* [Text segment]:
━━━━━━
Strings can be surrounded in a pair of matching triple-quotes: """ or '''. End of lines do not need to be escaped when using triple-quotes, but they will be included in the string. It is possible to prevent the end of line character by adding a \ at the end of the line.

The following uses one escape to avoid an unwanted initial blank line.

example = """\
    SELECT FROM"""

So option 2 modified:

import textwrap

def query():
    sql = textwrap.dedent("""\
        SELECT field1, field2, field3, field4
        FROM table
        WHERE condition1=1
        AND condition2=2""")
    con = mymodule.get_connection()
    ...

The repr(sql):

'SELECT field1, field2, field3, field4\nFROM table\nWHERE condition1=1\nAND condition2=2'

Solution 10 - Python

Just sharing a quick hands on string formatting for basic users! Which Python String Formatting Method Should You Be Using in Your Data Science Project?

Solution 11 - Python

you could put the field names into an array "fields", and then:


sql = 'select %s from table where condition1=1 and condition2=2' % (
', '.join(fields))

Solution 12 - Python

I would suggest sticking to option 2 (I'm always using it for queries any more complex than SELECT * FROM table) and if you want to print it in a nice way you may always use a separate module.
━━━━━━
* [Extracted data]:

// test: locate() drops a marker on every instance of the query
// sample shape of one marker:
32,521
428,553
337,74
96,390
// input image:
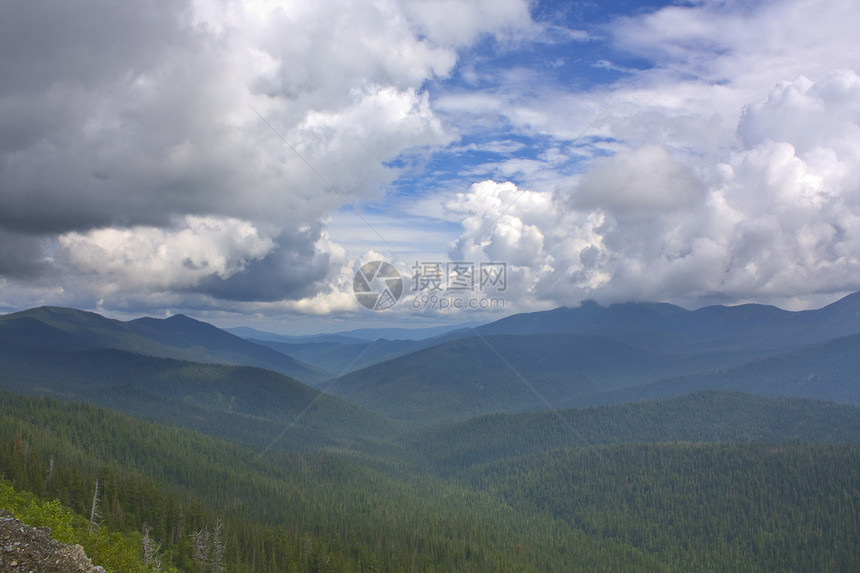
━━━━━━
* [Problems to solve]:
1 – According to the passage on Python strings, what can you add at the end of a line to prevent the end-of-line character in a triple-quoted string?
2 – Transcribe every line of the entries in Block 1 verbatim, leaving the picture out.
The entries are unrelated to the passage on Python strings.

* [Solution list]:
1 – A backslash (\).

2 –
// test: locate() drops a marker on every instance of the query
// sample shape of one marker:
32,521
428,553
337,74
96,390
// input image:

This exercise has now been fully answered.